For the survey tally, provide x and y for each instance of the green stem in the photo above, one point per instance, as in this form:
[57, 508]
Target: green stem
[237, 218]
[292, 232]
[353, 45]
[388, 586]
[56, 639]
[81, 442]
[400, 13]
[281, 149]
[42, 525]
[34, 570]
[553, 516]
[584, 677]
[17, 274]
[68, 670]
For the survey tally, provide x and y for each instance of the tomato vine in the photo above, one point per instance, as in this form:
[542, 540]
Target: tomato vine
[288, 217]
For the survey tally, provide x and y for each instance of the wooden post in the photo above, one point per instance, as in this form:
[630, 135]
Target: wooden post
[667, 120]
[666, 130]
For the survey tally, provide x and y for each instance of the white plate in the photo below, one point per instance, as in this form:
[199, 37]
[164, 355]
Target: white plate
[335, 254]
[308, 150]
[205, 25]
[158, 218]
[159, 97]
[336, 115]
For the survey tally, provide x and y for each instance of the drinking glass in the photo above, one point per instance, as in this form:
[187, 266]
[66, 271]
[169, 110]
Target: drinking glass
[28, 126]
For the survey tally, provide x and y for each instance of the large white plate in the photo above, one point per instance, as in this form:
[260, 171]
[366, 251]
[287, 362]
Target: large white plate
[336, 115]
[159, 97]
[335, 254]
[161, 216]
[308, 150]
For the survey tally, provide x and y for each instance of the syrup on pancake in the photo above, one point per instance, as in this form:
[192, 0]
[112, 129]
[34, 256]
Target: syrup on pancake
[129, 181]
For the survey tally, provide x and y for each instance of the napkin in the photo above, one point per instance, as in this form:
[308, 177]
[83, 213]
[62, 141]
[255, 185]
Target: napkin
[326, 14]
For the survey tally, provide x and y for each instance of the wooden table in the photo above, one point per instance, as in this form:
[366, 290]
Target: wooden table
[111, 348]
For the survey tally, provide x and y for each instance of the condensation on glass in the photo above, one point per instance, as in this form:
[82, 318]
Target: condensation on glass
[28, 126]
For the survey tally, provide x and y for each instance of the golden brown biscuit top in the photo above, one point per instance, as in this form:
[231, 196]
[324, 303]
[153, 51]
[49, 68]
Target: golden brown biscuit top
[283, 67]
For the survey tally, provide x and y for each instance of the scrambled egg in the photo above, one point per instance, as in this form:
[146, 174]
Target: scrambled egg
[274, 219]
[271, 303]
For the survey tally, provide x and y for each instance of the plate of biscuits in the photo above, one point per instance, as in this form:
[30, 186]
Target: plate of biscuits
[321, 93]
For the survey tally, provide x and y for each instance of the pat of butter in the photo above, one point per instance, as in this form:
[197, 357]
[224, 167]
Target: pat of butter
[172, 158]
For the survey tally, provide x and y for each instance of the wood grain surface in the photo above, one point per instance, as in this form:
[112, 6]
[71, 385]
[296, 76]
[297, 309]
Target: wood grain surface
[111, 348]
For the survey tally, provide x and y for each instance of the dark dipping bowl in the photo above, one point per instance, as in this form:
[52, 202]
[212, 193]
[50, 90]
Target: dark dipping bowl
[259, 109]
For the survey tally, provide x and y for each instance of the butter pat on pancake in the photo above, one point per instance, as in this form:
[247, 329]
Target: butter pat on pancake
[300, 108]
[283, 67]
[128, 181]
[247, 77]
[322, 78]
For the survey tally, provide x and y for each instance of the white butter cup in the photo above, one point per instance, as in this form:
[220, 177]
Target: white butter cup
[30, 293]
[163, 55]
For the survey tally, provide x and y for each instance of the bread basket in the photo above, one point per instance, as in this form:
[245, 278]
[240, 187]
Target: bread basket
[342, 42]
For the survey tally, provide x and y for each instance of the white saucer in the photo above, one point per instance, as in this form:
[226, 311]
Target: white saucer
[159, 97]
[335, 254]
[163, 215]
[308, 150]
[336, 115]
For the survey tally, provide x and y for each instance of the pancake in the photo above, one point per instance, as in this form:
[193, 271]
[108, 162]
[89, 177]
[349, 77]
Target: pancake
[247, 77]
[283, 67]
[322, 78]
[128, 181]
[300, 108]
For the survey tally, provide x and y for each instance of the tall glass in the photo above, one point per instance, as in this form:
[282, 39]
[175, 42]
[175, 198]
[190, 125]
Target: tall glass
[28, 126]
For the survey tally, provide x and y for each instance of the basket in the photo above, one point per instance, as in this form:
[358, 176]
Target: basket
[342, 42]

## Prompt
Reproduce the items from the line containing "of the bread" through the end of the items, shifting every coordinate in the answers by adding 44 to each number. Leave the requests and their format samples unchanged.

## Exercise response
For the survey tally, provide x and y for each instance of the bread basket in the photo above, one point per instance, as in this form:
[245, 278]
[240, 187]
Target: bread basket
[386, 86]
For the survey tally, provide x and y for each instance of the white saucer in the photo above, one point per instance, as in this form:
[226, 311]
Target: white saucer
[203, 141]
[379, 298]
[207, 259]
[352, 194]
[380, 159]
For the survey tally, provide x and y for each instance of the pancake in the photo above, one point per instance, as in this form:
[193, 271]
[108, 162]
[89, 177]
[349, 77]
Target: pancake
[291, 121]
[327, 111]
[366, 122]
[172, 225]
[344, 152]
For the survey tally, provide x and y for each instance of the tall glass in the photo above, one point per instance, as in this form:
[282, 39]
[175, 42]
[175, 198]
[190, 125]
Target: tall glass
[72, 170]
For the survey tally, provide x and y for each instance of the basket in the photo above, one point per instance, as in this form:
[358, 176]
Target: basket
[386, 86]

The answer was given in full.